# PAGE EXTRACT start
# attention NX owners



## danifilth (May 14, 2003)

Does the NX 2000 Exhaust bolt up to the NX 1600 correctly from the catback.If so I have found a catback system for the NX 1600 for under 400$


----------



## Pretty White (May 6, 2002)

Yes it will. Good luck!


----------



## DCorleone (Aug 19, 2003)

*car confusion*

i got a 1994 nissan sentra, i know that much. but im starting to wonder what it is. i dont think there is a 1994 nx? i only seen a 1993... its a ga16, 16valve twincam... there is no exhaust on the car at all, so i'm looking to put a performance one on there, but i can only find exahust systems for a 95+, and se-r... so i don't know maybe one of you can tell me how to look for what model? (guy i bought it off of shaved everything off. could it just be a "sentra" as a model?) and once thats figured out - how do i tell if its a 1600 or 2000? and whats the differ?

danifilth - mind telling me where ya got the system from, and if its worth it?


----------



## nitestridar (Jun 29, 2002)

danifilth said:


> *Does the NX 2000 Exhaust bolt up to the NX 1600 correctly from the catback.If so I have found a catback system for the NX 1600 for under 400$ *




where?


----------



## danifilth (May 14, 2003)

sorry to not list I forgot.Its on the www.powertechimports.com under the VRS section you will find a catback for the santra and under it it says NX2000.I guess they have the dimensions on file I am ordering one probably next week.So give me 2 weeks and Ill be able to tell you what it sounds like.Sorry but I have to get my suspension tuned before I start driving my car again so I wont be able to tell you how it drives for another month or so.(maybe we could start a group buy if anyone is interested)


----------



## TooSlo (Jun 26, 2003)

Hmm... very interesting. Can can you send me a PM or post something up when you get this all set up and running? I'll be running into a fair chunk of change for a comission check here in the next two weeks, and may order something up afterwards.


----------



## Eric Caral (Aug 27, 2003)

*Re: car confusion*



DCorleone said:


> *how do i tell if its a 1600 or 2000? and whats the differ?*


the one you have is a 1600. the only difference between the 1600 and the 2000 is that a 1600 runs with ga16 and the 2000 runs with an sr20de


----------



## Eric Caral (Aug 27, 2003)

yeah, id like to hear how it worked out as well. i have a little bit of cash stored and this sounds like a good deal.


----------



## WhiteWiz (Oct 3, 2003)

good price but isn't the accepted optimum exhaust size for the ga16de 2.75"?


----------



## nitestridar (Jun 29, 2002)

WhiteWiz said:


> *good price but isn't the accepted optimum exhaust size for the ga16de 2.75"? *



i think it might be 2" 2 1/4 at most ... 
with cams


----------



## taurus8 (Oct 7, 2003)

Dcorleone - no, there isn't a '94 NX. Just '91-'93.


----------



## Eric Caral (Aug 27, 2003)

WhiteWiz said:


> *good price but isn't the accepted optimum exhaust size for the ga16de 2.75"? *


im not sure, but i dont have to worry about that with the sr20de... any one know what the optimum size is for that?


----------



## danifilth (May 14, 2003)

hey I talked to the guys at VRS and you need to cut 2'' off the rear section to make it fit.In other words it is indeed a catback for a sentra.to help out that other guy.


----------
# PAGE EXTRACT end
# ROWS start
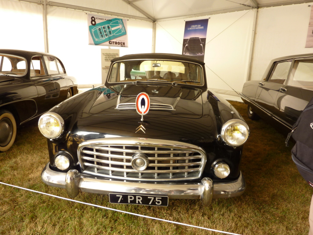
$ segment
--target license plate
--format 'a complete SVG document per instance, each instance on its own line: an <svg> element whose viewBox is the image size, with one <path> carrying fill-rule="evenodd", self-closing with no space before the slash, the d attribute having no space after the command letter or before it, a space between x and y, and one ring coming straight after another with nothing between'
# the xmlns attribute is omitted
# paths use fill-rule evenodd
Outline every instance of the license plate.
<svg viewBox="0 0 313 235"><path fill-rule="evenodd" d="M168 205L168 197L167 196L109 193L109 198L110 203L160 206L167 206Z"/></svg>

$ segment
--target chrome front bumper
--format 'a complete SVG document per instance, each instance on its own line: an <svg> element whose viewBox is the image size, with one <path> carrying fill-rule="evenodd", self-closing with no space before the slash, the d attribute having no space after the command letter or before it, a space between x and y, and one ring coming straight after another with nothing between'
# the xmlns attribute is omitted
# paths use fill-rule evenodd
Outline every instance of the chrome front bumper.
<svg viewBox="0 0 313 235"><path fill-rule="evenodd" d="M166 195L174 199L200 199L204 206L210 205L212 198L238 196L244 193L245 182L240 172L236 180L213 184L210 178L203 178L201 183L143 183L118 181L99 178L80 174L76 170L59 172L51 170L48 163L41 173L41 179L46 184L66 189L70 197L79 191L102 194L110 193L140 193Z"/></svg>

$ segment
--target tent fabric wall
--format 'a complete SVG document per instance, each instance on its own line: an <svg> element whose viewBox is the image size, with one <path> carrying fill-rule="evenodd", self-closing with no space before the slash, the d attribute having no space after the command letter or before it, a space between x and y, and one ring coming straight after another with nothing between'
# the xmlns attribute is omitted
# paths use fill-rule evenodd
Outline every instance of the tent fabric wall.
<svg viewBox="0 0 313 235"><path fill-rule="evenodd" d="M68 74L77 80L80 87L101 82L101 49L107 46L88 45L87 13L57 7L47 9L49 52L64 63ZM152 23L127 21L129 47L119 49L120 55L151 52Z"/></svg>
<svg viewBox="0 0 313 235"><path fill-rule="evenodd" d="M0 48L44 51L42 5L0 0Z"/></svg>
<svg viewBox="0 0 313 235"><path fill-rule="evenodd" d="M0 30L7 34L0 37L0 48L44 51L43 12L42 5L0 0L0 20L7 23ZM79 87L100 85L101 49L109 47L88 45L87 13L56 7L47 12L49 52L63 62ZM151 53L153 23L130 19L127 24L129 47L111 48L119 49L121 56Z"/></svg>
<svg viewBox="0 0 313 235"><path fill-rule="evenodd" d="M122 0L118 1L105 5L96 0L56 2L77 3L83 7L146 18ZM209 87L226 98L240 100L236 92L241 91L246 81L263 78L272 59L313 53L312 48L305 47L309 5L300 3L185 19L209 18L204 60ZM32 2L0 0L0 20L6 23L0 24L3 32L0 48L44 51L43 6ZM77 78L81 86L100 84L101 49L108 47L88 45L88 13L49 5L46 12L49 52L60 58L68 73ZM121 55L151 53L155 40L155 52L181 54L185 20L162 20L153 23L129 18L129 47L112 48L119 49Z"/></svg>
<svg viewBox="0 0 313 235"><path fill-rule="evenodd" d="M241 100L236 92L241 91L248 76L256 10L188 19L210 18L204 57L208 86L225 98ZM156 52L182 54L185 22L157 22Z"/></svg>
<svg viewBox="0 0 313 235"><path fill-rule="evenodd" d="M251 80L263 79L265 70L273 59L313 53L313 48L305 48L310 5L302 3L259 9Z"/></svg>
<svg viewBox="0 0 313 235"><path fill-rule="evenodd" d="M148 18L146 16L132 7L122 0L54 0L55 3L75 5L83 7L107 11L112 12L122 12L123 14Z"/></svg>

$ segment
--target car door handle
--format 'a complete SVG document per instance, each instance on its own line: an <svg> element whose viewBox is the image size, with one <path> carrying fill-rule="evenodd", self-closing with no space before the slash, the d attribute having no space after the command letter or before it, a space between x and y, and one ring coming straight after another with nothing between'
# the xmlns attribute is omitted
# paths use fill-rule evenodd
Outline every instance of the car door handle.
<svg viewBox="0 0 313 235"><path fill-rule="evenodd" d="M284 88L284 87L280 87L279 91L281 91L281 92L286 92L287 91L287 89L285 88Z"/></svg>

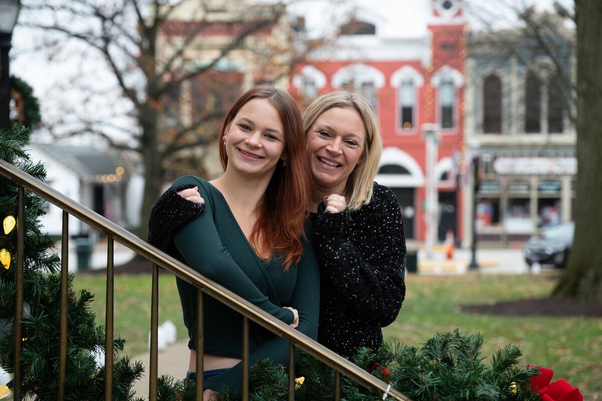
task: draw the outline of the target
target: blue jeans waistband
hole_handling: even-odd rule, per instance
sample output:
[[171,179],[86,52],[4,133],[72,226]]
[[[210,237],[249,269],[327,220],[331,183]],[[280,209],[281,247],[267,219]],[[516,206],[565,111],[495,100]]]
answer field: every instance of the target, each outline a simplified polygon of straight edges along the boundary
[[[203,372],[203,381],[205,381],[209,378],[213,378],[214,376],[217,376],[220,375],[225,372],[228,372],[230,370],[230,368],[224,368],[223,369],[213,369],[213,370],[205,370]],[[196,372],[190,372],[190,370],[186,372],[186,378],[188,380],[191,380],[193,381],[196,381]]]

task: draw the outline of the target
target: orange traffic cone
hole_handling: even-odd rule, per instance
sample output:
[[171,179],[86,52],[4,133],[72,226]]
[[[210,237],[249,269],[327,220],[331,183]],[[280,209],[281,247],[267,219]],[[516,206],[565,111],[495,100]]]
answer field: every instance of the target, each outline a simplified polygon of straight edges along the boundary
[[448,230],[445,231],[445,257],[448,259],[453,259],[453,231]]

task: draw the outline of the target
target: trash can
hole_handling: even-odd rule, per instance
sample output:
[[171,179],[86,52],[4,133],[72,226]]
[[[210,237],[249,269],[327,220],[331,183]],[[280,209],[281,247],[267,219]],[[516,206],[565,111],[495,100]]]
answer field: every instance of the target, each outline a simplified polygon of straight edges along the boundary
[[406,253],[406,272],[418,272],[418,251],[408,249]]
[[77,253],[77,269],[87,270],[90,268],[92,256],[92,243],[85,237],[75,239],[75,251]]

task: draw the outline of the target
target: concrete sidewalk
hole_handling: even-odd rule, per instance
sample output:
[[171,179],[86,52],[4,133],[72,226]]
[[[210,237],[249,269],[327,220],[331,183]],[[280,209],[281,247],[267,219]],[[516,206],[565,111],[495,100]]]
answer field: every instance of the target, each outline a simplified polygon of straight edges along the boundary
[[[429,260],[424,249],[418,251],[418,272],[420,275],[463,274],[468,271],[466,267],[470,261],[469,249],[456,249],[451,260],[445,257],[445,253],[441,249],[435,252]],[[481,265],[477,272],[483,274],[521,274],[529,272],[527,265],[520,249],[479,249],[477,253],[477,262]],[[471,273],[472,272],[470,272]],[[190,350],[188,341],[182,341],[168,346],[159,352],[158,375],[170,375],[176,379],[181,379],[186,375]],[[149,393],[148,366],[150,355],[148,352],[136,355],[135,360],[140,361],[144,366],[146,376],[140,380],[134,387],[138,396],[147,397]]]
[[[53,249],[61,257],[61,241],[57,241],[55,245],[56,249]],[[106,238],[99,239],[92,248],[90,257],[89,270],[104,269],[107,268],[107,257],[108,253],[108,241]],[[113,264],[114,266],[124,265],[136,256],[135,253],[129,248],[117,242],[113,242]],[[78,271],[78,259],[75,241],[69,240],[69,255],[67,256],[69,271],[76,272]]]
[[[465,274],[469,272],[468,264],[471,258],[470,249],[457,249],[451,259],[445,257],[443,248],[435,247],[431,257],[428,257],[424,248],[418,251],[418,274]],[[518,249],[477,249],[477,271],[484,274],[523,274],[529,272],[529,268]]]

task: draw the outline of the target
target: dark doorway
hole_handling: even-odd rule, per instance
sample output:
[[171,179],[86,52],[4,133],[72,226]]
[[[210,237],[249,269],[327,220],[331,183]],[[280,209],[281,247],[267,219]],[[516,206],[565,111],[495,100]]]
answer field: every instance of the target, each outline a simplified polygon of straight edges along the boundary
[[94,186],[94,211],[101,216],[105,215],[105,191],[102,184]]
[[458,195],[456,192],[439,192],[439,207],[441,215],[439,220],[438,236],[442,242],[445,239],[448,230],[453,232],[454,240],[458,238],[458,225],[456,213],[458,210]]
[[397,197],[399,206],[403,215],[403,228],[406,238],[414,237],[414,218],[416,206],[414,205],[414,188],[391,188]]

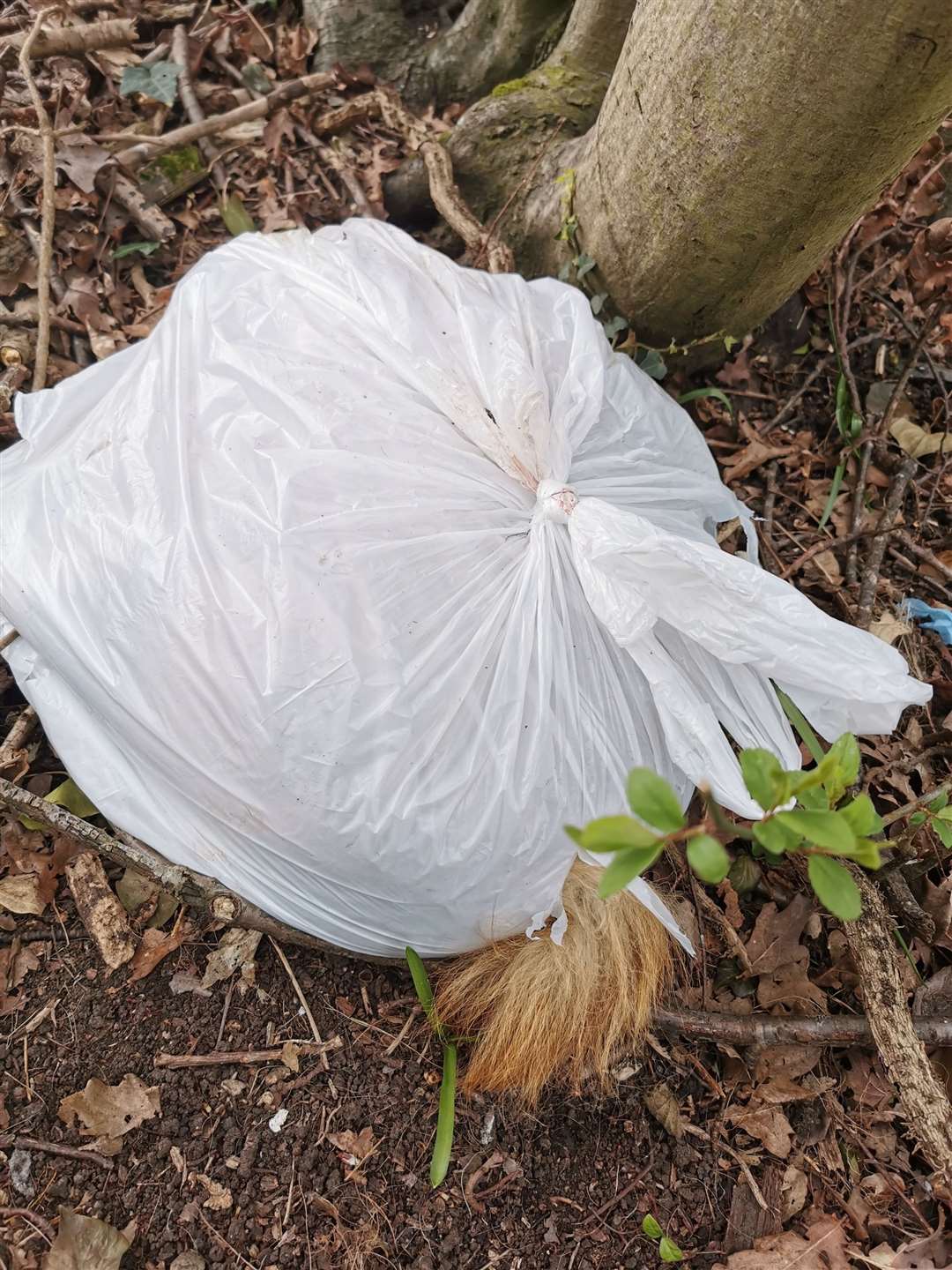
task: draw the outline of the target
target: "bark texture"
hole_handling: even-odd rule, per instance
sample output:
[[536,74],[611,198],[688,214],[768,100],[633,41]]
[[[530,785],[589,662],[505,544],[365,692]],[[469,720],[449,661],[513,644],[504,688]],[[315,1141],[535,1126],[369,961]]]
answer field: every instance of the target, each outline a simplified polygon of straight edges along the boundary
[[646,342],[743,335],[951,103],[948,0],[640,0],[578,156],[581,241]]
[[317,32],[315,69],[368,65],[411,105],[470,102],[528,70],[559,37],[571,0],[470,0],[456,22],[424,39],[400,0],[305,0]]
# ROWS end
▸ PROBLEMS TO WORK ON
(a) Please reproduce the passage of the NX exhaust thread between "hey I talked" and "that other guy.", inclusive.
(b) Name every distinct user who posts in the NX exhaust thread, giving each username once.

▸ EXPECTED RESPONSES
(a)
hey I talked to the guys at VRS and you need to cut 2'' off the rear section to make it fit.In other words it is indeed a catback for a sentra.to help out that other guy.

(b)
danifilth
Pretty White
DCorleone
nitestridar
TooSlo
Eric Caral
WhiteWiz
taurus8